■ THE EXERCISE
Copy the data below exactly, omitting any picture it contains.

■ STORED ROWS
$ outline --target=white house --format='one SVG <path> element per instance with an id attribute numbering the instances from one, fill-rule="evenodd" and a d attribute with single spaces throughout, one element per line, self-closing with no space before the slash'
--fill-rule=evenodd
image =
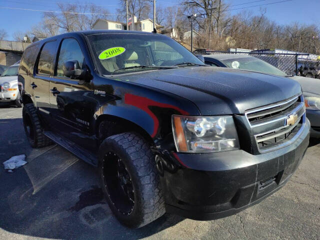
<path id="1" fill-rule="evenodd" d="M 162 30 L 160 33 L 173 39 L 178 39 L 179 36 L 178 31 L 174 28 L 164 29 Z"/>
<path id="2" fill-rule="evenodd" d="M 98 19 L 94 24 L 94 30 L 124 30 L 126 24 L 120 22 Z"/>
<path id="3" fill-rule="evenodd" d="M 198 34 L 194 30 L 193 30 L 193 34 L 192 37 L 194 38 L 196 38 L 197 36 L 200 36 L 200 34 Z M 187 40 L 188 39 L 191 38 L 191 31 L 186 32 L 184 34 L 184 36 L 182 36 L 182 38 L 184 40 Z"/>
<path id="4" fill-rule="evenodd" d="M 138 21 L 136 17 L 134 16 L 134 30 L 135 31 L 148 32 L 151 32 L 154 30 L 154 21 L 150 18 L 144 19 Z M 158 26 L 156 24 L 156 26 Z M 129 24 L 129 30 L 132 30 L 132 24 Z"/>

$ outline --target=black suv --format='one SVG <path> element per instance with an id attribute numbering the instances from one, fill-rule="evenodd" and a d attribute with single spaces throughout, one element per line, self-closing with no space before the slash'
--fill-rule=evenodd
<path id="1" fill-rule="evenodd" d="M 66 34 L 25 50 L 19 80 L 32 146 L 56 142 L 98 168 L 114 214 L 206 220 L 279 190 L 308 144 L 300 85 L 214 68 L 163 35 Z"/>

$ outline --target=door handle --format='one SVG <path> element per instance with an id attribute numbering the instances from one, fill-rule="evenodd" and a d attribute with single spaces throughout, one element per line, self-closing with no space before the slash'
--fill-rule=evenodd
<path id="1" fill-rule="evenodd" d="M 38 86 L 34 84 L 34 82 L 32 82 L 32 84 L 30 84 L 30 86 L 32 87 L 32 89 L 34 89 L 36 88 Z"/>
<path id="2" fill-rule="evenodd" d="M 56 96 L 60 93 L 59 91 L 56 90 L 56 88 L 54 87 L 52 89 L 50 90 L 50 92 L 54 94 L 54 96 Z"/>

■ SOLUTION TO THE PROBLEM
$ outline --target=white house --format='one SVG <path> element per instance with an id attribute numbering the instances from one, fill-rule="evenodd" and a d attribute with single spaces throughout, one element per line, self-closing with no space before the slash'
--fill-rule=evenodd
image =
<path id="1" fill-rule="evenodd" d="M 162 30 L 160 33 L 173 39 L 178 39 L 179 36 L 178 31 L 174 28 L 164 29 Z"/>
<path id="2" fill-rule="evenodd" d="M 98 19 L 94 24 L 94 30 L 124 30 L 126 24 L 120 22 Z"/>
<path id="3" fill-rule="evenodd" d="M 198 34 L 194 30 L 193 30 L 193 34 L 192 37 L 194 38 L 196 38 L 197 36 L 200 36 L 200 34 Z M 187 40 L 188 39 L 191 38 L 191 31 L 186 32 L 184 34 L 184 36 L 182 36 L 182 38 L 184 40 Z"/>
<path id="4" fill-rule="evenodd" d="M 138 21 L 136 17 L 134 16 L 134 30 L 135 31 L 148 32 L 151 32 L 154 30 L 154 21 L 150 18 L 144 19 Z M 158 26 L 156 24 L 156 26 Z M 129 24 L 129 30 L 132 30 L 132 24 Z"/>

$ outline --target=black suv --format='one SVG <path> element per instance with an id attribute numbering the instances from one, fill-rule="evenodd" and a d attribute with single spaces throughout, one element per line, self-closing with no space before the slash'
--fill-rule=evenodd
<path id="1" fill-rule="evenodd" d="M 66 34 L 25 50 L 19 80 L 32 146 L 56 142 L 98 168 L 114 214 L 206 220 L 279 190 L 308 144 L 300 85 L 214 68 L 163 35 Z"/>

$ outline --target=door handle --format='one SVG <path> element per instance with an id attribute numbering the instances from one, fill-rule="evenodd" and a d attribute with single spaces throughout, one element per line, self-closing with no space before the slash'
--fill-rule=evenodd
<path id="1" fill-rule="evenodd" d="M 38 86 L 34 84 L 34 82 L 32 82 L 32 84 L 30 84 L 30 86 L 32 87 L 32 89 L 34 89 L 36 88 Z"/>
<path id="2" fill-rule="evenodd" d="M 56 96 L 60 93 L 59 91 L 56 90 L 56 88 L 54 87 L 52 89 L 50 90 L 50 92 L 54 94 L 54 96 Z"/>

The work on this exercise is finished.